(a) To find the equation of the plane ABC, we first find the direction vectors \(\overrightarrow{AB}\) and \(\overrightarrow{AC}\):

\(\overrightarrow{AB} = (2\mathbf{i} + 4\mathbf{j} - \mathbf{k}) - (2\mathbf{i} + 2\mathbf{j} + 4\mathbf{k}) = 2\mathbf{j} - 5\mathbf{k}\)

\(\overrightarrow{AC} = (-3\mathbf{i} - 3\mathbf{j} + 4\mathbf{k}) - (2\mathbf{i} + 2\mathbf{j} + 4\mathbf{k}) = -5\mathbf{i} - 5\mathbf{j}\)

The normal vector to the plane is given by the cross product \(\overrightarrow{AB} \times \overrightarrow{AC}\):

\(\begin{vmatrix} \mathbf{i} & \mathbf{j} & \mathbf{k} \\ 0 & 2 & -5 \\ -5 & -5 & 0 \end{vmatrix} = -5\mathbf{i} + 5\mathbf{j} + 2\mathbf{k}\)

Using point \(A(2, 2, 4)\), the equation of the plane is:

\(-5(x - 2) + 5(y - 2) + 2(z - 4) = 0\)

Simplifying gives \(-5x + 5y + 2z = 8\).

[Point annotation records]

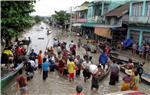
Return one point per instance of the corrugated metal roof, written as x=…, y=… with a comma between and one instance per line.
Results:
x=119, y=11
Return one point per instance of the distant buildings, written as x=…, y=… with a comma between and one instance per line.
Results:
x=139, y=22
x=113, y=21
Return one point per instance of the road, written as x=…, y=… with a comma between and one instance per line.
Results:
x=56, y=85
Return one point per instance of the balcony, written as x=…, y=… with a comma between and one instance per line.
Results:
x=80, y=20
x=140, y=20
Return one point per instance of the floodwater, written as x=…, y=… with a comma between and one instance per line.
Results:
x=56, y=85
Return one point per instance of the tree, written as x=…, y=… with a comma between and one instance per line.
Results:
x=14, y=18
x=61, y=17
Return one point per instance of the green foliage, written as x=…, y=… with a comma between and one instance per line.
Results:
x=61, y=17
x=38, y=19
x=15, y=17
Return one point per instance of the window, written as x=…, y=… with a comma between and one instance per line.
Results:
x=140, y=10
x=148, y=9
x=137, y=9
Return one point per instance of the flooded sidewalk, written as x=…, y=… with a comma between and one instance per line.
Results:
x=56, y=85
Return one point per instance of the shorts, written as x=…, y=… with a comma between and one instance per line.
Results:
x=71, y=75
x=23, y=90
x=39, y=66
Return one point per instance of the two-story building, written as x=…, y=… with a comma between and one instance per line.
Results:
x=119, y=17
x=139, y=22
x=96, y=9
x=79, y=16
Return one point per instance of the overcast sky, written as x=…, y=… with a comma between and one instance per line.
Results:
x=48, y=7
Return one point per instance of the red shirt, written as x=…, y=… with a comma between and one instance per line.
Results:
x=21, y=80
x=39, y=58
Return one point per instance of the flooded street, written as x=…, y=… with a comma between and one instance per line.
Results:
x=56, y=85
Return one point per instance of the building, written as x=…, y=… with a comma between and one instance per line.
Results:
x=79, y=16
x=139, y=22
x=119, y=17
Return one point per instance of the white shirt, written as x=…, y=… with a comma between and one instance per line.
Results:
x=32, y=63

**Required tasks**
A. For each statement, answer yes or no according to the plane ABC solution, and quote the words from it that decide the matter: (i) the plane's equation is built from point A; (ii) the normal vector comes from a dot product; (iii) \(\overrightarrow{AC}\) works out to \(-5\mathbf{i} - 5\mathbf{j}\).
B. Carry the plane ABC solution forward from its last line.

**Responses per task**
A.
(i) Yes: "Using point \(A(2, 2, 4)\), the equation of the plane is:"
(ii) No: "The normal vector to the plane is given by the cross product \(\overrightarrow{AB} \times \overrightarrow{AC}\)"
(iii) Yes: "\(\overrightarrow{AC} = (-3\mathbf{i} - 3\mathbf{j} + 4\mathbf{k}) - (2\mathbf{i} + 2\mathbf{j} + 4\mathbf{k}) = -5\mathbf{i} - 5\mathbf{j}\)"

B.
(b) The perpendicular distance from point D to the plane is given by:

\(\frac{|8 - (2\mathbf{i} + \mathbf{j} + 3\mathbf{k}) \cdot (-5\mathbf{i} + 5\mathbf{j} + 2\mathbf{k})|}{\sqrt{(-5)^2 + 5^2 + 2^2}} = \frac{7}{\sqrt{54}} = 0.953\)

(c) The direction vector \(\overrightarrow{CD}\) is:

\(\overrightarrow{CD} = (2\mathbf{i} + \mathbf{j} + 3\mathbf{k}) - (-3\mathbf{i} - 3\mathbf{j} + 4\mathbf{k}) = 5\mathbf{i} + 4\mathbf{j} - \mathbf{k}\)

Using the formula for the shortest distance between two skew lines:

\(\frac{|\overrightarrow{AB} \cdot (\overrightarrow{CD} \times \overrightarrow{AC})|}{|\overrightarrow{CD} \times \overrightarrow{AC}|} = \frac{35}{\sqrt{1049}} = 1.08\)